++++ DATA FOR PROCESSING ++++

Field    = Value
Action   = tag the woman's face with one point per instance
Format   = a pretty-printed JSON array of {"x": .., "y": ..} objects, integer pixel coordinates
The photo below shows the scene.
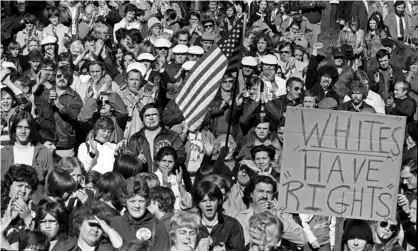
[
  {"x": 386, "y": 229},
  {"x": 166, "y": 164},
  {"x": 243, "y": 177},
  {"x": 263, "y": 6},
  {"x": 90, "y": 232},
  {"x": 262, "y": 131},
  {"x": 49, "y": 226},
  {"x": 6, "y": 102},
  {"x": 229, "y": 12},
  {"x": 23, "y": 132},
  {"x": 128, "y": 59},
  {"x": 262, "y": 161},
  {"x": 285, "y": 53},
  {"x": 14, "y": 52},
  {"x": 103, "y": 135},
  {"x": 136, "y": 206},
  {"x": 299, "y": 55},
  {"x": 185, "y": 238},
  {"x": 33, "y": 45},
  {"x": 356, "y": 244},
  {"x": 261, "y": 45},
  {"x": 77, "y": 175},
  {"x": 29, "y": 26},
  {"x": 372, "y": 24},
  {"x": 119, "y": 55},
  {"x": 21, "y": 190},
  {"x": 156, "y": 30}
]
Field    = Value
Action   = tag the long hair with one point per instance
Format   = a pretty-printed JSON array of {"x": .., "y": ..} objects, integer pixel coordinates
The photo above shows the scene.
[{"x": 33, "y": 135}]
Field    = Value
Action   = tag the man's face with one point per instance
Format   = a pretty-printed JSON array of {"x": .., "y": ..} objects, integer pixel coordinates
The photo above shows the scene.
[
  {"x": 208, "y": 27},
  {"x": 208, "y": 207},
  {"x": 262, "y": 161},
  {"x": 54, "y": 20},
  {"x": 206, "y": 44},
  {"x": 104, "y": 35},
  {"x": 309, "y": 102},
  {"x": 180, "y": 58},
  {"x": 20, "y": 189},
  {"x": 48, "y": 71},
  {"x": 338, "y": 61},
  {"x": 130, "y": 15},
  {"x": 213, "y": 5},
  {"x": 227, "y": 84},
  {"x": 34, "y": 64},
  {"x": 295, "y": 90},
  {"x": 134, "y": 81},
  {"x": 262, "y": 130},
  {"x": 61, "y": 80},
  {"x": 136, "y": 206},
  {"x": 21, "y": 7},
  {"x": 50, "y": 146},
  {"x": 162, "y": 51},
  {"x": 151, "y": 118},
  {"x": 408, "y": 179},
  {"x": 193, "y": 20},
  {"x": 23, "y": 132},
  {"x": 183, "y": 39},
  {"x": 400, "y": 9},
  {"x": 106, "y": 108},
  {"x": 384, "y": 62},
  {"x": 127, "y": 60},
  {"x": 33, "y": 45},
  {"x": 325, "y": 82},
  {"x": 262, "y": 192},
  {"x": 96, "y": 72},
  {"x": 399, "y": 91},
  {"x": 356, "y": 97},
  {"x": 247, "y": 71}
]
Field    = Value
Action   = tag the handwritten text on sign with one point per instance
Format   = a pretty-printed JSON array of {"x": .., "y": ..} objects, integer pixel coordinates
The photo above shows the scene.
[{"x": 341, "y": 163}]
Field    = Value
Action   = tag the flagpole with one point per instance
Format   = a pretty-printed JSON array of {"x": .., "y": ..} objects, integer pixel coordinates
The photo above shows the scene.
[{"x": 234, "y": 89}]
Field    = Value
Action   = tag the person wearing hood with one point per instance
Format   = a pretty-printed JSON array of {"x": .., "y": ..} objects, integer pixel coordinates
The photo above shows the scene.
[
  {"x": 137, "y": 222},
  {"x": 357, "y": 236}
]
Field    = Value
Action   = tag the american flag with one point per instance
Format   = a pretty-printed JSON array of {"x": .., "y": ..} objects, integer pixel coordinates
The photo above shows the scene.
[
  {"x": 230, "y": 45},
  {"x": 204, "y": 79}
]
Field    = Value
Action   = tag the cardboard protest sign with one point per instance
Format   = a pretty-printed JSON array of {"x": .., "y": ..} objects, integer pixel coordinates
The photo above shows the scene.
[{"x": 343, "y": 164}]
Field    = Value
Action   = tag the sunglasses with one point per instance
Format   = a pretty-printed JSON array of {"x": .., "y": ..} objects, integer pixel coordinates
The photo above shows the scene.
[{"x": 392, "y": 228}]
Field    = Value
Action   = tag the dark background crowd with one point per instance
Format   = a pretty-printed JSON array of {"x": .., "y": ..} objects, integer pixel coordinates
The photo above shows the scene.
[{"x": 97, "y": 155}]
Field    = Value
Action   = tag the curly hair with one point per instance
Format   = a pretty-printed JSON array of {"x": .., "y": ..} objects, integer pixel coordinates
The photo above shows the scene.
[
  {"x": 135, "y": 187},
  {"x": 20, "y": 173},
  {"x": 56, "y": 210}
]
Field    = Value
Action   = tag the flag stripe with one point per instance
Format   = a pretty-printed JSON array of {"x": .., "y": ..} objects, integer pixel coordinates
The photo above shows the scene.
[{"x": 201, "y": 89}]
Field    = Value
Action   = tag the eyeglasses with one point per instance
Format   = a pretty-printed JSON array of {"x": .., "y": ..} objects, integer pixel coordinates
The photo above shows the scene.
[
  {"x": 392, "y": 228},
  {"x": 48, "y": 222},
  {"x": 408, "y": 179},
  {"x": 148, "y": 116}
]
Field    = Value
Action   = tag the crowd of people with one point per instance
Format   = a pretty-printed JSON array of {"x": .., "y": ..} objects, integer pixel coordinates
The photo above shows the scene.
[{"x": 97, "y": 155}]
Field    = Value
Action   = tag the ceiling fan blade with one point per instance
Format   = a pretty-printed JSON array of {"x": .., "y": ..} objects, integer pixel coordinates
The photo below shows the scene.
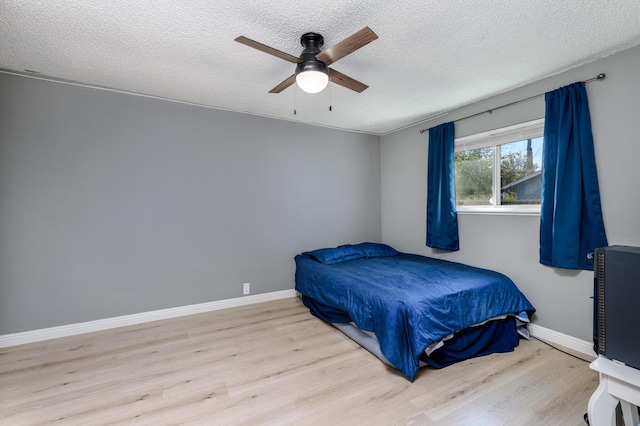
[
  {"x": 266, "y": 49},
  {"x": 346, "y": 81},
  {"x": 280, "y": 87},
  {"x": 350, "y": 44}
]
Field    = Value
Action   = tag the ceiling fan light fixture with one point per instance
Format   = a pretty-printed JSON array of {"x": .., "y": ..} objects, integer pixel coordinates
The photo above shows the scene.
[{"x": 312, "y": 76}]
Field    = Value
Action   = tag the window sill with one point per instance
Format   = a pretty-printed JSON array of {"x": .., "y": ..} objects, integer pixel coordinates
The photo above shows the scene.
[{"x": 503, "y": 210}]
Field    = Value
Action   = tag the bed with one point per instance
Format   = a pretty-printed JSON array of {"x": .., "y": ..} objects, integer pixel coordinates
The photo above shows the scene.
[{"x": 412, "y": 310}]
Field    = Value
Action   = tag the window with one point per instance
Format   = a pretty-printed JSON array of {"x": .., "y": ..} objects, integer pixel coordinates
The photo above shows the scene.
[{"x": 500, "y": 170}]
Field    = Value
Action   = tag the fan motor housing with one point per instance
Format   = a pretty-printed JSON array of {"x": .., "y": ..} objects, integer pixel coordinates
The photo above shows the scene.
[{"x": 312, "y": 42}]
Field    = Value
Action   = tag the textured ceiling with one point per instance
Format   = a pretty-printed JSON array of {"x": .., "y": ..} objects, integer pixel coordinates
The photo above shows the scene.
[{"x": 431, "y": 55}]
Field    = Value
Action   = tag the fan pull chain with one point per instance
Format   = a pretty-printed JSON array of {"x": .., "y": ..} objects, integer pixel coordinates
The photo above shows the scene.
[{"x": 294, "y": 99}]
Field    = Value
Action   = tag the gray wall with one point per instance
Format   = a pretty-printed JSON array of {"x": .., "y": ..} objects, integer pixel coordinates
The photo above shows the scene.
[
  {"x": 510, "y": 243},
  {"x": 113, "y": 204}
]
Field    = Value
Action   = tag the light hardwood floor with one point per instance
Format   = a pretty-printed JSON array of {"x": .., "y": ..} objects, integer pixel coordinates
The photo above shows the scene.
[{"x": 273, "y": 363}]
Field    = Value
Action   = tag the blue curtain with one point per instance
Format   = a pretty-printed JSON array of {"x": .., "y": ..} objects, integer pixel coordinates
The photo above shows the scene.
[
  {"x": 571, "y": 224},
  {"x": 442, "y": 217}
]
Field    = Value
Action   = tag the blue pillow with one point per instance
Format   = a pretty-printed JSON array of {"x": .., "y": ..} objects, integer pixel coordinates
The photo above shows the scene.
[
  {"x": 329, "y": 256},
  {"x": 373, "y": 249}
]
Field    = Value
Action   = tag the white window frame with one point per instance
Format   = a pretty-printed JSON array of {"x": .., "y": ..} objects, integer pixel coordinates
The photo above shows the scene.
[{"x": 527, "y": 130}]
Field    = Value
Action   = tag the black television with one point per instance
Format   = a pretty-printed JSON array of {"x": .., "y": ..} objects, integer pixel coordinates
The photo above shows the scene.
[{"x": 616, "y": 313}]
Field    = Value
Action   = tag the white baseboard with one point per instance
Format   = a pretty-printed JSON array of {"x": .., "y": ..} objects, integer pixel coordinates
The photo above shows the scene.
[
  {"x": 565, "y": 340},
  {"x": 32, "y": 336}
]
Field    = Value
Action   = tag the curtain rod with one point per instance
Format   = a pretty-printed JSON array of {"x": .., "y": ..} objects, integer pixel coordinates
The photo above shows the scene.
[{"x": 596, "y": 78}]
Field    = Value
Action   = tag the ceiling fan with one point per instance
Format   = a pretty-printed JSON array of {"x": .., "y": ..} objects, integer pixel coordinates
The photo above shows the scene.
[{"x": 312, "y": 67}]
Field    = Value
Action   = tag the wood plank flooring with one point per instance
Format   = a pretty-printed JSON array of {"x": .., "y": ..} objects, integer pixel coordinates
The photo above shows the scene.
[{"x": 275, "y": 364}]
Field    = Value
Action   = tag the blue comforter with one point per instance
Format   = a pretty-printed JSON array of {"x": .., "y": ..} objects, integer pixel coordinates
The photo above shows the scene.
[{"x": 408, "y": 301}]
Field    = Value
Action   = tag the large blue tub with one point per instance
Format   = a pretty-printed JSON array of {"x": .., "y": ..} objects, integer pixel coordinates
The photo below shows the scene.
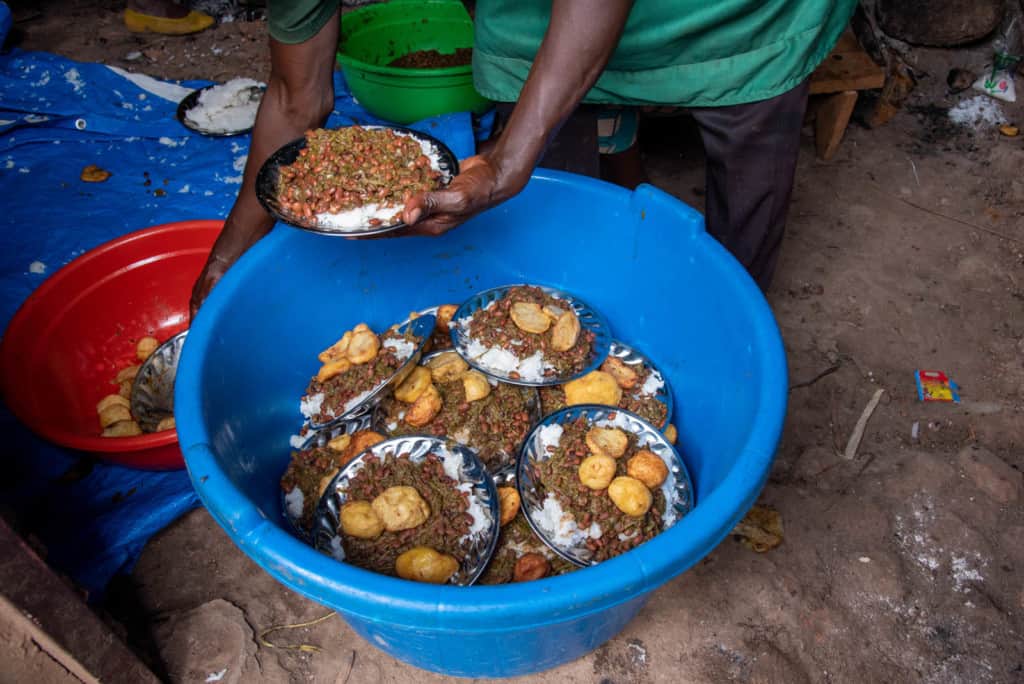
[{"x": 642, "y": 258}]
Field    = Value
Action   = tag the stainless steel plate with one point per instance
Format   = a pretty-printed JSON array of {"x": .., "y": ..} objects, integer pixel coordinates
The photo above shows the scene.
[
  {"x": 153, "y": 389},
  {"x": 327, "y": 519},
  {"x": 678, "y": 488},
  {"x": 590, "y": 319}
]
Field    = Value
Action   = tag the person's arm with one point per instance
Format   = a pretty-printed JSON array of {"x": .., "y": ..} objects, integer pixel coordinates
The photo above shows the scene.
[
  {"x": 580, "y": 40},
  {"x": 299, "y": 96}
]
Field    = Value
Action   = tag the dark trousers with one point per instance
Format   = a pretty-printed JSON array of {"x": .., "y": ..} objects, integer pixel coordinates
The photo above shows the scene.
[{"x": 752, "y": 153}]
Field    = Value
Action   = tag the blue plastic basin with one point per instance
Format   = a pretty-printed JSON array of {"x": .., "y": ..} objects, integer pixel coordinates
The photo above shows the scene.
[{"x": 642, "y": 258}]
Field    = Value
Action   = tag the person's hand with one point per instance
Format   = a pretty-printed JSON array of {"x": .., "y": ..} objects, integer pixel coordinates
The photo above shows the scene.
[
  {"x": 479, "y": 185},
  {"x": 215, "y": 267}
]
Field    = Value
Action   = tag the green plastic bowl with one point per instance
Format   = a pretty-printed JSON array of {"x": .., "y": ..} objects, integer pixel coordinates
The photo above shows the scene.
[{"x": 376, "y": 35}]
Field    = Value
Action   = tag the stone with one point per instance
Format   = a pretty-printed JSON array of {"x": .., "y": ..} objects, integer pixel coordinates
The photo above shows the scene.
[
  {"x": 991, "y": 474},
  {"x": 939, "y": 23}
]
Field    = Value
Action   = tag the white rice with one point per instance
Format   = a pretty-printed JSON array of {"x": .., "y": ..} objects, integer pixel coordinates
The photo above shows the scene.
[
  {"x": 226, "y": 108},
  {"x": 310, "y": 405},
  {"x": 652, "y": 384},
  {"x": 293, "y": 503}
]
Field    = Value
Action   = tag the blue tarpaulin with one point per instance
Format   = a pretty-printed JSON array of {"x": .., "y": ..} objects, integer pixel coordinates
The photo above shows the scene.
[{"x": 57, "y": 116}]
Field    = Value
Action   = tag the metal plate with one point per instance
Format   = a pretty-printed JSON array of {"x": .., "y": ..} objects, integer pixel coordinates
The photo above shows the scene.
[
  {"x": 678, "y": 488},
  {"x": 192, "y": 99},
  {"x": 153, "y": 389},
  {"x": 320, "y": 438},
  {"x": 327, "y": 519},
  {"x": 590, "y": 319},
  {"x": 266, "y": 184},
  {"x": 504, "y": 460},
  {"x": 421, "y": 328}
]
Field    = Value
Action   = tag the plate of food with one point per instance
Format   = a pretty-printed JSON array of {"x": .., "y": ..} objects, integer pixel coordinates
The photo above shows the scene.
[
  {"x": 314, "y": 464},
  {"x": 596, "y": 482},
  {"x": 529, "y": 335},
  {"x": 626, "y": 379},
  {"x": 519, "y": 555},
  {"x": 442, "y": 396},
  {"x": 418, "y": 508},
  {"x": 222, "y": 110},
  {"x": 359, "y": 368},
  {"x": 352, "y": 181}
]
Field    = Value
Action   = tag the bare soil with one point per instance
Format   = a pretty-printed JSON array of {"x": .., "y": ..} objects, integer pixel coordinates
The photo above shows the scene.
[{"x": 902, "y": 564}]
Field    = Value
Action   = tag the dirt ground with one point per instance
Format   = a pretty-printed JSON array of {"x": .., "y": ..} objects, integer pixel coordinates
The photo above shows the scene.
[{"x": 902, "y": 564}]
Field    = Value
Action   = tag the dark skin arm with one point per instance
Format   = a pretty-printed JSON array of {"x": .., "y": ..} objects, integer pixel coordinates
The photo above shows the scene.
[
  {"x": 299, "y": 96},
  {"x": 580, "y": 40}
]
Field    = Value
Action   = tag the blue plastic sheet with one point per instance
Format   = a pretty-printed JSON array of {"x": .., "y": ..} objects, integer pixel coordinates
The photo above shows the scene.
[{"x": 57, "y": 116}]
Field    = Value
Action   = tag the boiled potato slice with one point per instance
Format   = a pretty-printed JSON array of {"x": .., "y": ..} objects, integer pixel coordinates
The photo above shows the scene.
[
  {"x": 595, "y": 387},
  {"x": 446, "y": 368},
  {"x": 606, "y": 441},
  {"x": 364, "y": 346},
  {"x": 336, "y": 350},
  {"x": 476, "y": 385},
  {"x": 624, "y": 375},
  {"x": 596, "y": 472},
  {"x": 414, "y": 385},
  {"x": 112, "y": 400},
  {"x": 648, "y": 468},
  {"x": 630, "y": 496},
  {"x": 400, "y": 508},
  {"x": 566, "y": 332},
  {"x": 425, "y": 408},
  {"x": 508, "y": 504},
  {"x": 424, "y": 564},
  {"x": 360, "y": 520},
  {"x": 529, "y": 317}
]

++++

WHAT YOU ARE ASKED TO DO:
Check the entries above line by line and return each one containing the word "plate".

RESPONSE TO THE EXERCISE:
Action   = tag the stainless steel plate with one point per instance
Action   = tag the metal plate with one point per instance
Action   = tag the plate of food with one point per instance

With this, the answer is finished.